Return each line in the entries below that contains the word "wooden", copied unchanged.

* [Data in this exercise]:
►

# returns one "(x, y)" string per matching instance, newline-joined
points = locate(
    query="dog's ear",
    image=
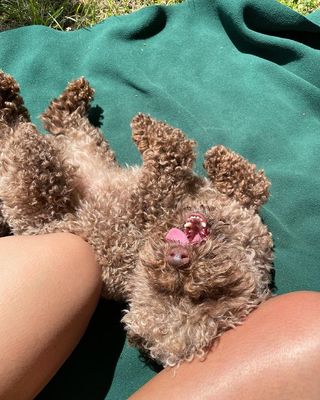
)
(234, 176)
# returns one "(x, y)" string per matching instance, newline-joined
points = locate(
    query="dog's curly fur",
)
(70, 181)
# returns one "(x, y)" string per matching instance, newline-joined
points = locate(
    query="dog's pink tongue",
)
(176, 235)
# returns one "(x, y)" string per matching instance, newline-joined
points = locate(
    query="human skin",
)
(274, 354)
(49, 288)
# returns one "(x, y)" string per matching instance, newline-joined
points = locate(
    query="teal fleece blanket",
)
(243, 73)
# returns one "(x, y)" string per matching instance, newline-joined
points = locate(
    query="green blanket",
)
(244, 73)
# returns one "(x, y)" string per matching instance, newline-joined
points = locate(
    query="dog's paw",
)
(12, 109)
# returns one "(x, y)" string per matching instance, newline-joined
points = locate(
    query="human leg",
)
(274, 354)
(49, 288)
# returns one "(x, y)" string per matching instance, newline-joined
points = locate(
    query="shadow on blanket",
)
(89, 371)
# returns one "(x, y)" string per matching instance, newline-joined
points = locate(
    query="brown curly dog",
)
(189, 254)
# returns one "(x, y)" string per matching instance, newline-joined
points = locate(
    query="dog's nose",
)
(178, 256)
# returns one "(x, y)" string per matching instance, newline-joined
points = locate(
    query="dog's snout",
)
(178, 256)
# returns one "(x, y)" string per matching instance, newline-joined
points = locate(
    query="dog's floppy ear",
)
(234, 176)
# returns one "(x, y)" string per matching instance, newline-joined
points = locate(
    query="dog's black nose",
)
(178, 256)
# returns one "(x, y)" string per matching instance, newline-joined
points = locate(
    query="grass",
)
(75, 14)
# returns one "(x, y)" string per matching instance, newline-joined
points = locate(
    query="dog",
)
(189, 254)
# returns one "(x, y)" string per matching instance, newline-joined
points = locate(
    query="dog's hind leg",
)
(66, 118)
(167, 175)
(36, 185)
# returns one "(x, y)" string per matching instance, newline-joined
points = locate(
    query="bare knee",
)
(78, 260)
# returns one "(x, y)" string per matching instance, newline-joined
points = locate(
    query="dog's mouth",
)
(195, 230)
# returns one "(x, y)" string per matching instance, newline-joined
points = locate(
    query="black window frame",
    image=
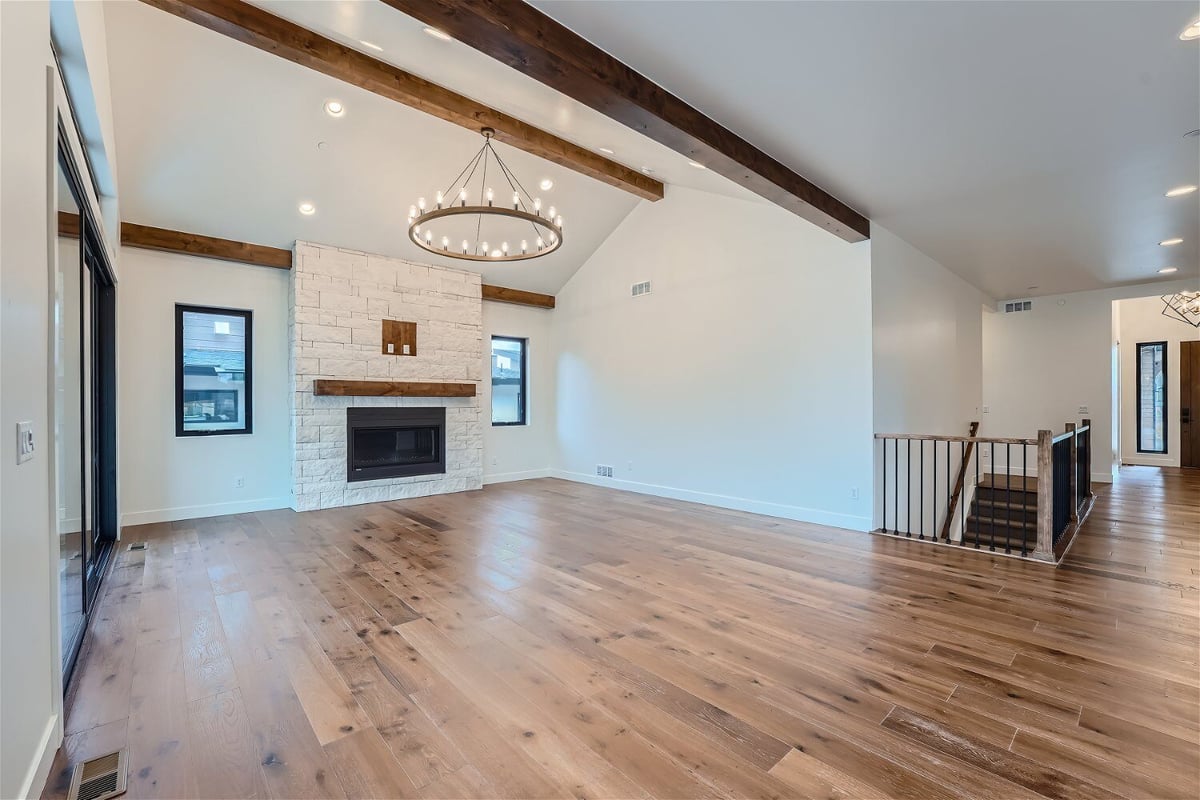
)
(249, 316)
(523, 386)
(1167, 398)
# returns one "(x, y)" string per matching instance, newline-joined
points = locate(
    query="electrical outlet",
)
(24, 441)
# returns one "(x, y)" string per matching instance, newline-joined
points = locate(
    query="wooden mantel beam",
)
(525, 38)
(252, 25)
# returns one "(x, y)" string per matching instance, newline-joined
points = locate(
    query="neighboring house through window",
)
(509, 391)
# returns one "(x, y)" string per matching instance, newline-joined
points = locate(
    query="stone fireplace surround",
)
(339, 300)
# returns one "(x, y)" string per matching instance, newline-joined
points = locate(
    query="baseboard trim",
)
(799, 513)
(526, 475)
(40, 768)
(197, 512)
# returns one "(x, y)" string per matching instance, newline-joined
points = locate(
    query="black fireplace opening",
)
(395, 443)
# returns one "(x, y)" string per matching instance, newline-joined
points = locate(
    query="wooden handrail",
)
(958, 481)
(925, 437)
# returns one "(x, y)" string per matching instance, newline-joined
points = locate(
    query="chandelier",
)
(474, 223)
(1183, 306)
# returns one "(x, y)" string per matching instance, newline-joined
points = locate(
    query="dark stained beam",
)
(522, 37)
(519, 296)
(252, 25)
(177, 241)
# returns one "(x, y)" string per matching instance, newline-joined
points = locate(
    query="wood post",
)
(1073, 473)
(1044, 549)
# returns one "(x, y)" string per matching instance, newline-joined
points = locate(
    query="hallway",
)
(546, 638)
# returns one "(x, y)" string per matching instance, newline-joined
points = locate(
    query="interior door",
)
(1189, 403)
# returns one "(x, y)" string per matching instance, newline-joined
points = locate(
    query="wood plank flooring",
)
(552, 639)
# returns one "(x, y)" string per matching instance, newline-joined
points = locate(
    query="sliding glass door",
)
(84, 408)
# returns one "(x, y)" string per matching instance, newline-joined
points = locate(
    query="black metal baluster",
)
(1025, 498)
(921, 517)
(883, 480)
(976, 531)
(963, 500)
(1008, 497)
(907, 497)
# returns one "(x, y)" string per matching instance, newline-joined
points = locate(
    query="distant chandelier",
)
(508, 228)
(1183, 306)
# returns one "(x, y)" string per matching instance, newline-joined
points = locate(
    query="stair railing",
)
(1026, 497)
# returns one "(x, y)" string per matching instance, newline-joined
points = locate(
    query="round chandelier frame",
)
(546, 228)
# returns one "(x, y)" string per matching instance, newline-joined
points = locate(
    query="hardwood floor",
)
(546, 638)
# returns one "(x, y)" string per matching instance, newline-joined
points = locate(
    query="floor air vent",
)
(100, 777)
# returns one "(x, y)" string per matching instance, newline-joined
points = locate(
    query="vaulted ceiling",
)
(1021, 144)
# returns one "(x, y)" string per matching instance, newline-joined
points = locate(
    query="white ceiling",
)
(1018, 143)
(220, 138)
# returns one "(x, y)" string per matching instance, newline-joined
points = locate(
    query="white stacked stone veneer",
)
(340, 299)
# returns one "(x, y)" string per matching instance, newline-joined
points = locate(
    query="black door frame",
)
(97, 283)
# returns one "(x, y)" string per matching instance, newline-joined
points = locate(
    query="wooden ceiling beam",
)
(227, 250)
(525, 38)
(252, 25)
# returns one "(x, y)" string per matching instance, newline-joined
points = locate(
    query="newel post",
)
(1044, 548)
(1073, 471)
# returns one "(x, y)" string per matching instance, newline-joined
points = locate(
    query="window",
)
(1152, 397)
(213, 371)
(508, 380)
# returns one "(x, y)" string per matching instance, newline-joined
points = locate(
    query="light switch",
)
(24, 441)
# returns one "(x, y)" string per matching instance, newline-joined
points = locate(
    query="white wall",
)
(168, 477)
(743, 380)
(517, 452)
(29, 629)
(1041, 366)
(928, 373)
(1141, 320)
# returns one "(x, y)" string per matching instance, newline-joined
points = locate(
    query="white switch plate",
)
(24, 441)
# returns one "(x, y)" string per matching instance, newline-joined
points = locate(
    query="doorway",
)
(84, 405)
(1189, 404)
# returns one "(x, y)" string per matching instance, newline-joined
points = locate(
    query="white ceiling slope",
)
(1020, 144)
(219, 138)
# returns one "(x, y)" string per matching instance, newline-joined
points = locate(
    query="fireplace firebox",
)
(395, 443)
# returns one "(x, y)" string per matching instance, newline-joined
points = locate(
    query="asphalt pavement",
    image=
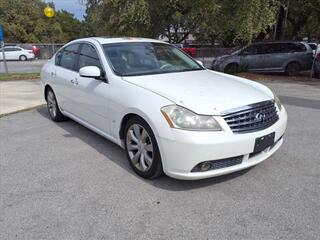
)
(20, 95)
(62, 181)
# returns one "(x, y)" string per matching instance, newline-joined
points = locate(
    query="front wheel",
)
(23, 58)
(53, 107)
(142, 149)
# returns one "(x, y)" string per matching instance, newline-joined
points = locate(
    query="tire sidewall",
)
(23, 58)
(59, 116)
(156, 167)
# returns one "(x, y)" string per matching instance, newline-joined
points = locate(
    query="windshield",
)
(144, 58)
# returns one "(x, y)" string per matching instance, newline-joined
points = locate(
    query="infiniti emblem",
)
(260, 116)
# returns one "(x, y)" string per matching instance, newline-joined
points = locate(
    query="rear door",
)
(64, 75)
(275, 56)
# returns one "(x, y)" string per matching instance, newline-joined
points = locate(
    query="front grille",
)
(218, 164)
(253, 154)
(228, 162)
(252, 117)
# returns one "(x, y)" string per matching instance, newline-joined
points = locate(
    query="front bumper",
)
(189, 148)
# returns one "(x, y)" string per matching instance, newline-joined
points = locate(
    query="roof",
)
(106, 40)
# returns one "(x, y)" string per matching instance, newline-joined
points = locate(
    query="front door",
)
(252, 59)
(91, 94)
(64, 76)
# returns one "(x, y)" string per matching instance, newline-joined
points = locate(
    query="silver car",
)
(288, 57)
(316, 67)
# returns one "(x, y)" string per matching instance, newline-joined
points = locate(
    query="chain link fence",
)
(46, 49)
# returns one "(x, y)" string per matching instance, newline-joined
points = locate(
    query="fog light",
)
(205, 166)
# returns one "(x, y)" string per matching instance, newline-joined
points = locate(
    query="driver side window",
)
(88, 57)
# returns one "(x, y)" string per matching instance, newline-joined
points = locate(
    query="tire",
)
(23, 58)
(231, 68)
(53, 107)
(293, 68)
(142, 149)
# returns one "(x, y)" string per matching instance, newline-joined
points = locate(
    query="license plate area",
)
(262, 143)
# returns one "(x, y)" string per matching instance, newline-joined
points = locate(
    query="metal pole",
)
(4, 58)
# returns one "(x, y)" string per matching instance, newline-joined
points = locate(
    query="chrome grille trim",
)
(251, 118)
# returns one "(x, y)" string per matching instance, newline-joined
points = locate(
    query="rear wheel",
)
(293, 69)
(23, 58)
(142, 149)
(53, 107)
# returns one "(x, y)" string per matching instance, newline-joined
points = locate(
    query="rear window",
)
(296, 47)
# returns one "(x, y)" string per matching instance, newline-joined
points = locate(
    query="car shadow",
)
(116, 154)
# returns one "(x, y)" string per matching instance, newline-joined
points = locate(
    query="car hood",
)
(204, 91)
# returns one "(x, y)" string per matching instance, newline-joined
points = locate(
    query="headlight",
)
(182, 118)
(277, 100)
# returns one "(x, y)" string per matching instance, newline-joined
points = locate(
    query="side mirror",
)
(200, 62)
(90, 72)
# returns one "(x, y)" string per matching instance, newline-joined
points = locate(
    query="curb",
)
(21, 110)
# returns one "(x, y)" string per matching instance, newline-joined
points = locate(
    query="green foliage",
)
(223, 19)
(24, 21)
(303, 19)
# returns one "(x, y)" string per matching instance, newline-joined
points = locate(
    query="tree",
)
(238, 20)
(24, 21)
(303, 19)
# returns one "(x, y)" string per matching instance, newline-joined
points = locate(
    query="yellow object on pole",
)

◄

* [Exercise result]:
    query="wooden mantel beam",
    query="wooden handrail",
    query="wooden ceiling beam",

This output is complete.